Directions for this task: Swap "ladder" for "access ladder" throughout the records and write them out again with nothing else changed. Leave the pictures out.

Photo labels with bounding boxes:
+++
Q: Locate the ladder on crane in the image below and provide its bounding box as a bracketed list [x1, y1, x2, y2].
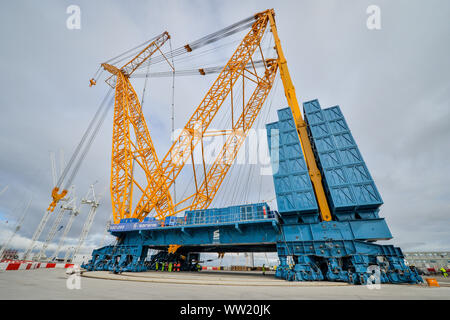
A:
[37, 186, 74, 260]
[70, 185, 100, 261]
[51, 192, 80, 260]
+++
Written reply:
Q: Locate the access ladder on crane in the image below and provide its bounding box as a bracketed list [x1, y1, x2, y2].
A:
[37, 186, 74, 260]
[70, 185, 100, 261]
[51, 192, 80, 260]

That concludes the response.